### Instructions
• 1. In the text on the EU and the Aarhus Convention, change "European Union" to "EU" and write out the part that opens with the words containing "The EU & the" and closes with "since May 2005.".
• 2. Write what comes next in the text on the EU and the Aarhus Convention, starting after its final sentence.

### Text for analysis

The EU & the Aarhus Convention: in the EU Member States, in the Community Institutions and Bodies

2021 amendment to the Aarhus Regulation

On 6 October 2021, the European Union adopted an amendment to the Aarhus Regulation No. 1367/2006 to allow for better public scrutiny of EU acts affecting the environment. The amendments improve the possibilities to request that the EU institutions review such acts to better ensure environmental protection. The amendment entered into force on 28 October 2021, with the exception of Article 1, point (3)(a), which shall apply from 29 April 2023.



The Decision on conclusion of the Aarhus Convention by the Union was adopted on 17 February 2005 [Decision 2005/370/EC]. The Union is a Party to the Convention since May 2005.

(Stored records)

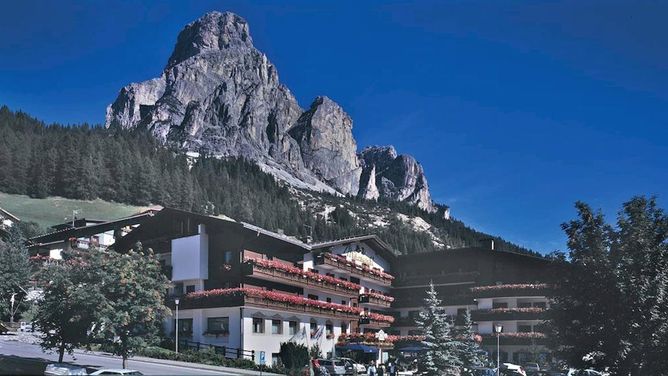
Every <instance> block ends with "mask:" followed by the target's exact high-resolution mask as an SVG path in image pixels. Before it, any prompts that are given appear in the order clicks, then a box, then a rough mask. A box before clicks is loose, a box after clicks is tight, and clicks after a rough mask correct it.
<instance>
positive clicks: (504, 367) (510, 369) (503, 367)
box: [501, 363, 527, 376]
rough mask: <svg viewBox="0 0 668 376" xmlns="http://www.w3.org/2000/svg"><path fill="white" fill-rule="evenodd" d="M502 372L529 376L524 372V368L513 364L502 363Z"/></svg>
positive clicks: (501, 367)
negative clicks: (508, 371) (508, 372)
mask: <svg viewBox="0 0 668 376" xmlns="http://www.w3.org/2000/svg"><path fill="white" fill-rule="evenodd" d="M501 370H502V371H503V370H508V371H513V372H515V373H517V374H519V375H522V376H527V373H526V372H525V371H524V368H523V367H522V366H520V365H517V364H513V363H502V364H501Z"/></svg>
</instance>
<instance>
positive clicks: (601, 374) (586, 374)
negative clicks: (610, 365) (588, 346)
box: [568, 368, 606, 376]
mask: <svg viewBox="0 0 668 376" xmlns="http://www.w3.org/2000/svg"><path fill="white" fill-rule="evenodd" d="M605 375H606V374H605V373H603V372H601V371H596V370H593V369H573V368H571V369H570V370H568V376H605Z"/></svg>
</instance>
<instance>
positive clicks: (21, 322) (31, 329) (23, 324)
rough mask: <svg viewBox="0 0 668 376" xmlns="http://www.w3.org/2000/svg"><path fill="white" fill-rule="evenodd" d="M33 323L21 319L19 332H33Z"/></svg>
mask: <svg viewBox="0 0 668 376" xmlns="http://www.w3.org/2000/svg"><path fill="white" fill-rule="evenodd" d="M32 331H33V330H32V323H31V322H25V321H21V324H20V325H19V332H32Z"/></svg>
--
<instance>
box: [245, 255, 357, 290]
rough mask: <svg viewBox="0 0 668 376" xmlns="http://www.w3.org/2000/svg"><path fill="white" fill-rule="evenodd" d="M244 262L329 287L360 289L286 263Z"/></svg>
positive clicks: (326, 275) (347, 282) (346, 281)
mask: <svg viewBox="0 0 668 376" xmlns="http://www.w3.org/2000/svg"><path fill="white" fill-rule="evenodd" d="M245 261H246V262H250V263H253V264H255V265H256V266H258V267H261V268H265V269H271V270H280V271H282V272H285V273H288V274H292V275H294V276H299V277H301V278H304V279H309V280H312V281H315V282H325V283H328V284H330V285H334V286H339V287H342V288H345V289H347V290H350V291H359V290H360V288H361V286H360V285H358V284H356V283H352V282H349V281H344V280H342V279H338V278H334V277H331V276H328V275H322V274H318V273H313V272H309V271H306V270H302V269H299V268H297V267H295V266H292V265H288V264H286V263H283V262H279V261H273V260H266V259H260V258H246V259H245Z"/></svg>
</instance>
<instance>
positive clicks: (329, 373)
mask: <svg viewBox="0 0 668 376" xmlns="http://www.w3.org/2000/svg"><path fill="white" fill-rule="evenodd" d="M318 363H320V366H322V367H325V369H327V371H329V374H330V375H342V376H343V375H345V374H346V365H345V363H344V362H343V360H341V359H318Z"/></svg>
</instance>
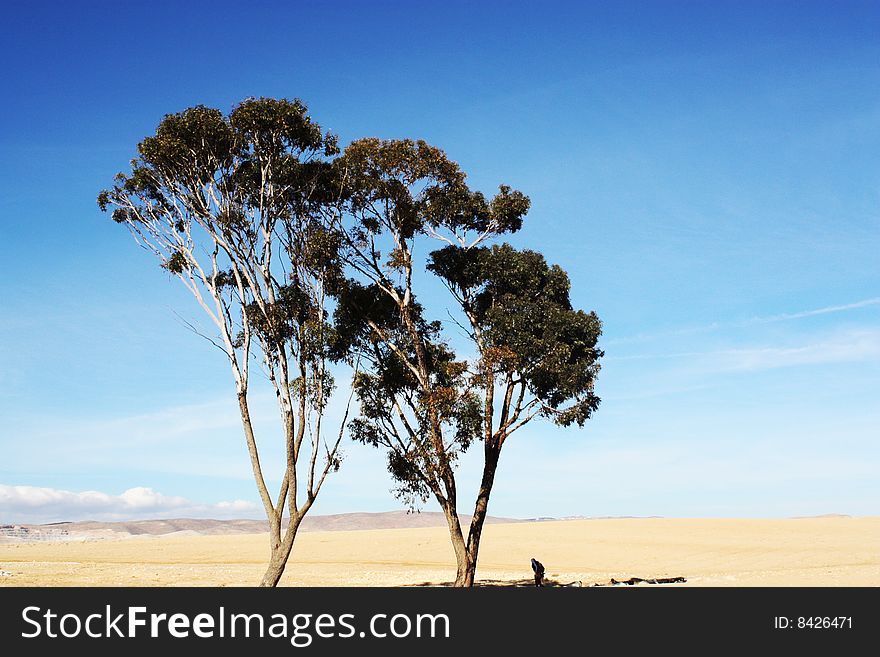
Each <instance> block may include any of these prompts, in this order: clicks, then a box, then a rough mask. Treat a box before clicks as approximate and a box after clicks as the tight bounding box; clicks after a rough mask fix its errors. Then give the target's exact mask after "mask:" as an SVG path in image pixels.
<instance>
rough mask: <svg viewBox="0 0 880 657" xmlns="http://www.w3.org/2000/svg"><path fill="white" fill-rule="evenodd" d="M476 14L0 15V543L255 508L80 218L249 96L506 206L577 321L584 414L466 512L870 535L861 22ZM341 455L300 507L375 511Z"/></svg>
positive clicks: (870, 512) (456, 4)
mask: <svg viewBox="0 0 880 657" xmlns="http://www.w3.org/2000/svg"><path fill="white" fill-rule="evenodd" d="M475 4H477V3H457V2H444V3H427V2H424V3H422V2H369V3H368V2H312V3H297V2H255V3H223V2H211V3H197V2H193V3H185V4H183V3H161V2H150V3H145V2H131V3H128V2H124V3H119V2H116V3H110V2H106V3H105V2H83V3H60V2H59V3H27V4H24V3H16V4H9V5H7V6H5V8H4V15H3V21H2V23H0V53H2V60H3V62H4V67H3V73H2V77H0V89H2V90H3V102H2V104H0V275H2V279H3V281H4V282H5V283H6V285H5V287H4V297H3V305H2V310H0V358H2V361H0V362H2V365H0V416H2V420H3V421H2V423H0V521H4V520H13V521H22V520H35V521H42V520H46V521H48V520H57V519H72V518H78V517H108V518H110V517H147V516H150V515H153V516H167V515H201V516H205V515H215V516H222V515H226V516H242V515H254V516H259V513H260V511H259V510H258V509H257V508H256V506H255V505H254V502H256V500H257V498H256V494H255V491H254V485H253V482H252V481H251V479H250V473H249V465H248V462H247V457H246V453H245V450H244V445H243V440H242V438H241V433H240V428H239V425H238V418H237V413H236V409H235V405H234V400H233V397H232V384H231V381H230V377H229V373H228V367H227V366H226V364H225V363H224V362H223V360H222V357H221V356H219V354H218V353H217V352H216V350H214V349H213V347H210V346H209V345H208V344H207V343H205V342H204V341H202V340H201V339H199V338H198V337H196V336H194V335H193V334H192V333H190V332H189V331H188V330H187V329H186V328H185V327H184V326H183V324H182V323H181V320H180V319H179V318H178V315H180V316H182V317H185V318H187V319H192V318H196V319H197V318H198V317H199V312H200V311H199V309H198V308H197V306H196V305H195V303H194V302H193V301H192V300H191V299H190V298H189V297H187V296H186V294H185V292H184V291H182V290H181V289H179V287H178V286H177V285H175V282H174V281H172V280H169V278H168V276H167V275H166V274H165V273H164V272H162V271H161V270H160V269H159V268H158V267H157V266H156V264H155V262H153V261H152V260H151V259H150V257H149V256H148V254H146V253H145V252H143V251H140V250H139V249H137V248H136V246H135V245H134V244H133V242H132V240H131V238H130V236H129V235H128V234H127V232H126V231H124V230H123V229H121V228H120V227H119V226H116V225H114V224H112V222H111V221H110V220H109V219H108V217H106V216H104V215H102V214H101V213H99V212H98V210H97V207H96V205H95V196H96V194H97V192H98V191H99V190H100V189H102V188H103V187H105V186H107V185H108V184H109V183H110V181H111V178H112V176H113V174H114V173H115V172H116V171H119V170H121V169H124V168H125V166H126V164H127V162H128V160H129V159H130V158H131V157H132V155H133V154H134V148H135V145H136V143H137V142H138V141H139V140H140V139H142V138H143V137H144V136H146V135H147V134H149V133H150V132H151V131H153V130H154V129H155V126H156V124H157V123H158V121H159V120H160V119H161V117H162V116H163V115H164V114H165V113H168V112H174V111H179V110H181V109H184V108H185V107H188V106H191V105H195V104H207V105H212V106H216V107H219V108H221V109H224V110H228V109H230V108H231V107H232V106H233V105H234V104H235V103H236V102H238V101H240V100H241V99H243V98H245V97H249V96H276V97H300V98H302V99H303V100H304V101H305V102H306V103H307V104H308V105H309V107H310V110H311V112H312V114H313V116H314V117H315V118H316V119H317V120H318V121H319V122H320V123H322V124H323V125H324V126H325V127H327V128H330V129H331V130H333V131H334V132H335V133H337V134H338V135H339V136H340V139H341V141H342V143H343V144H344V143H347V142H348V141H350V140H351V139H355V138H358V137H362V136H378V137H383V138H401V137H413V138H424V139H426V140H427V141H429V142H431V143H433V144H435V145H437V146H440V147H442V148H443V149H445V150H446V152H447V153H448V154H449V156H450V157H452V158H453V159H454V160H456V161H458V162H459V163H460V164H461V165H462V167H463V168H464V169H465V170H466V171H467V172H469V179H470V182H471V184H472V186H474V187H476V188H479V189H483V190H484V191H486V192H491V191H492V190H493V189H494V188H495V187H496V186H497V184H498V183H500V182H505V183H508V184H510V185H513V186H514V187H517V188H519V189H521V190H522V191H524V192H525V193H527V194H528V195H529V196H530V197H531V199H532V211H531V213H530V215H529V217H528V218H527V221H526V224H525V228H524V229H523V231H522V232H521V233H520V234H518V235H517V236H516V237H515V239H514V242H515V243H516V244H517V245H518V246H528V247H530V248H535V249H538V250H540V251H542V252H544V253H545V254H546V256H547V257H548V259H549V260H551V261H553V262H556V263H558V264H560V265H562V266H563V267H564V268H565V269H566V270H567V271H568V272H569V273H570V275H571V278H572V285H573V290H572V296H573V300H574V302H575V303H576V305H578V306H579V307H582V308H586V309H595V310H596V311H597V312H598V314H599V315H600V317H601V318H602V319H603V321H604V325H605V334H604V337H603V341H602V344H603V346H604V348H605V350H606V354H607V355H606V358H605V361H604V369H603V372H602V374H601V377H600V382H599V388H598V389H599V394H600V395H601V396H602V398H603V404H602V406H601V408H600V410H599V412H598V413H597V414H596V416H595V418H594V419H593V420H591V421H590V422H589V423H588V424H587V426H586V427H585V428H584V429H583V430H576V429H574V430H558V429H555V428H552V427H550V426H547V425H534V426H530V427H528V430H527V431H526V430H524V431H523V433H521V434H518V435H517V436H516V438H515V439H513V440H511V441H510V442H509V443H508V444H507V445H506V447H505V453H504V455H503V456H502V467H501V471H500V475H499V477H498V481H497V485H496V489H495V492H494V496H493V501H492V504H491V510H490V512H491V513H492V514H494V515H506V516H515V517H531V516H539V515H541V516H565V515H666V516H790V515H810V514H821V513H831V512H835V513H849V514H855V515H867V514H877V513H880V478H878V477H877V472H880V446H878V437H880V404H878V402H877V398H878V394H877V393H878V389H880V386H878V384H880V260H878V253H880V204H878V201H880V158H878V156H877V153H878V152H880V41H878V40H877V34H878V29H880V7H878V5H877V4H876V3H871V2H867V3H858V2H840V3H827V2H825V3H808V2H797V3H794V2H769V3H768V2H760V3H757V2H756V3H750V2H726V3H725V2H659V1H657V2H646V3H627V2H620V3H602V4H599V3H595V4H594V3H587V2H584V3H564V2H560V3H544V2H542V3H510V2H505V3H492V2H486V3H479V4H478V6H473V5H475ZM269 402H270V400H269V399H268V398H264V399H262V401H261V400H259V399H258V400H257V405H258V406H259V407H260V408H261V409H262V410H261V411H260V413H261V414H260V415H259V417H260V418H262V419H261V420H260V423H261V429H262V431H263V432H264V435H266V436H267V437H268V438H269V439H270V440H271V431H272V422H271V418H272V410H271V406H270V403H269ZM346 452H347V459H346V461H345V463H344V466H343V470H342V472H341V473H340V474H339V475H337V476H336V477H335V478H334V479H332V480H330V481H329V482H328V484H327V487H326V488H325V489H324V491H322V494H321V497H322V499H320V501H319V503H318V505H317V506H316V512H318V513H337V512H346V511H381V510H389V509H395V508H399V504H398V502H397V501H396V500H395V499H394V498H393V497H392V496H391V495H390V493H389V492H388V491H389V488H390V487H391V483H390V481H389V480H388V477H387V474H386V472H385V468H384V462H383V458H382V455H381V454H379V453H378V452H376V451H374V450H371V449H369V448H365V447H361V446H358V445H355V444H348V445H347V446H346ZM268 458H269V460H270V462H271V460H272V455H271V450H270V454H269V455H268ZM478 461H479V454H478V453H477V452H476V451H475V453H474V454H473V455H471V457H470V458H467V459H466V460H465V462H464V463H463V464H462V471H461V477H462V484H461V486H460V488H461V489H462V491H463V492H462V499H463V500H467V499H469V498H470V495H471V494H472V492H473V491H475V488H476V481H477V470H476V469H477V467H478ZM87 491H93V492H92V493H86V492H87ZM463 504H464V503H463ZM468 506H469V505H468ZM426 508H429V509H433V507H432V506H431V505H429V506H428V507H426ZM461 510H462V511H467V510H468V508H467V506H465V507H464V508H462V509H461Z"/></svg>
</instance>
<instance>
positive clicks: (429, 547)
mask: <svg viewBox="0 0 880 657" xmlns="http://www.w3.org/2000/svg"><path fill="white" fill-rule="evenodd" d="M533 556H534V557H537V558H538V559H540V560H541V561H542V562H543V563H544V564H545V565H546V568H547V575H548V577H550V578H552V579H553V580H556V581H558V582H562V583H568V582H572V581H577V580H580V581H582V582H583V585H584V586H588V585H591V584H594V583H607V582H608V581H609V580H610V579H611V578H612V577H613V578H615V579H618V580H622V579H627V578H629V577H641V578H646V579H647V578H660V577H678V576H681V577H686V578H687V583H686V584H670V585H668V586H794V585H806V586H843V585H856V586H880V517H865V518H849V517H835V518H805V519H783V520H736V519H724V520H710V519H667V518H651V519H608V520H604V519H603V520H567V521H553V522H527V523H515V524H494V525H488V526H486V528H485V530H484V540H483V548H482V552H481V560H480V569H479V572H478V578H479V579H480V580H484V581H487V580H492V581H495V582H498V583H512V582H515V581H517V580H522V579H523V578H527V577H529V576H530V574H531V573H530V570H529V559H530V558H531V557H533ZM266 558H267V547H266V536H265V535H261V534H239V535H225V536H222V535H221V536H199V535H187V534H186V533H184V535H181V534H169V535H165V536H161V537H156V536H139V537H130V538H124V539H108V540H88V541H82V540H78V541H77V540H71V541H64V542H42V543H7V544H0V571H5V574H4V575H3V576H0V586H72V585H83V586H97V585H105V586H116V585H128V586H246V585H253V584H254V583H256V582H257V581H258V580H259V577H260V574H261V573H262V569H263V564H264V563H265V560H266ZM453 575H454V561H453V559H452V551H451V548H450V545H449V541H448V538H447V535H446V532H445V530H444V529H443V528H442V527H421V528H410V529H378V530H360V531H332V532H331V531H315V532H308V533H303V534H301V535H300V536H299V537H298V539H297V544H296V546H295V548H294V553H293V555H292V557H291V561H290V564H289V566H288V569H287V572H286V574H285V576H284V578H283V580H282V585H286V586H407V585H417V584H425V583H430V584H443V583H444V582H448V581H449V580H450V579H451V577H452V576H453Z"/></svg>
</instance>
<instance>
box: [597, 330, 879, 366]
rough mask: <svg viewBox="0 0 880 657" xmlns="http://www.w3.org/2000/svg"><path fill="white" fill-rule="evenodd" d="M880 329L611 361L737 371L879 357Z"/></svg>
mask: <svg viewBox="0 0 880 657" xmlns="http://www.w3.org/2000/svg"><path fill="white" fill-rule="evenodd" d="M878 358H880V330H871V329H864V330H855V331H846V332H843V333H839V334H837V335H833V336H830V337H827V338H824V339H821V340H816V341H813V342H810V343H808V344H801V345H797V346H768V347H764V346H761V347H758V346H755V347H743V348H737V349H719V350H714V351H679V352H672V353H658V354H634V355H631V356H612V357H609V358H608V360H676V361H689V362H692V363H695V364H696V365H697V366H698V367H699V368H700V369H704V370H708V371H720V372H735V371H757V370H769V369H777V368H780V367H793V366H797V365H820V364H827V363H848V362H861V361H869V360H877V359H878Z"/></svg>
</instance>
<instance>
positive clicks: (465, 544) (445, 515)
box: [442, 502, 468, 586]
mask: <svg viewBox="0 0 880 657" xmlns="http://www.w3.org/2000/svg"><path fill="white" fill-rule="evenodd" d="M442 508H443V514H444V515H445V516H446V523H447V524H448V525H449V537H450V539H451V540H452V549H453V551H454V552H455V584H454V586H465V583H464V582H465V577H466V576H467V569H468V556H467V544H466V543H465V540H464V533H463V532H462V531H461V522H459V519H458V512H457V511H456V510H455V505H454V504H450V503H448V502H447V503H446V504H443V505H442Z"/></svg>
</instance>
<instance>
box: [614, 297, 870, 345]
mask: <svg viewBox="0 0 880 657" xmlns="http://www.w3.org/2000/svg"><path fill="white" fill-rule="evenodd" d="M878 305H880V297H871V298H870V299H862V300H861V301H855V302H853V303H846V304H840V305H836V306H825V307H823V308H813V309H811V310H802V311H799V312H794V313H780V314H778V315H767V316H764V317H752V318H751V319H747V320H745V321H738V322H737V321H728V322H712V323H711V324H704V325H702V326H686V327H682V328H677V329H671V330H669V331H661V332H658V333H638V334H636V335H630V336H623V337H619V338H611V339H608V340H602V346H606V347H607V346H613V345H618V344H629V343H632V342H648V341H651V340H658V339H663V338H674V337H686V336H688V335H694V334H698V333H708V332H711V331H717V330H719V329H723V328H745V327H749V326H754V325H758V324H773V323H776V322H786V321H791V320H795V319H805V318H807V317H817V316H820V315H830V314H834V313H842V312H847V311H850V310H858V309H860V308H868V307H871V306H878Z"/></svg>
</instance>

### List of answers
• 1.
The EU & the Aarhus Convention: in the EU Member States, in the Community Institutions and Bodies

2021 amendment to the Aarhus Regulation

On 6 October 2021, the EU adopted an amendment to the Aarhus Regulation No. 1367/2006 to allow for better public scrutiny of EU acts affecting the environment. The amendments improve the possibilities to request that the EU institutions review such acts to better ensure environmental protection. The amendment entered into force on 28 October 2021, with the exception of Article 1, point (3)(a), which shall apply from 29 April 2023.



The Decision on conclusion of the Aarhus Convention by the Union was adopted on 17 February 2005 [Decision 2005/370/EC]. The Union is a Party to the Convention since May 2005.

• 2.
In 2003 two Directives concerning the first and second "pillars" of the Aarhus Convention were adopted; they were to be implemented in the national law of the EU Member States by 14 February and 25 June 2005 respectively:

Provisions for public participation in environmental decision-making are furthermore to be found in a number of other environmental directives, such as Directive 2001/42/EC of 27 June 2001 on the assessment of certain plans and programmes on the environment (see also the "environmental assessment" homepage) and Directive 2000/60/EC of 23 October 2000 establishing a framework for Community action in the field of water policy (see also the "Water Framework Directive" homepage).

Both Directives 2003/4 and 2003/35 contain provisions on access to justice.

Regulation (EC) N° 1367/2006 of the European Parliament and of the Council on the application of the provisions of the Aarhus Convention on Access to Information, Public Participation in Decision-making and Access to Justice in Environmental Matters to Union institutions and bodie(OJ L 264, 25.9.2006, p.13) entered into force on 28 September 2006 and into application on 17 July 2007. It has subsequently been revised on 8 October 2021, as explained above.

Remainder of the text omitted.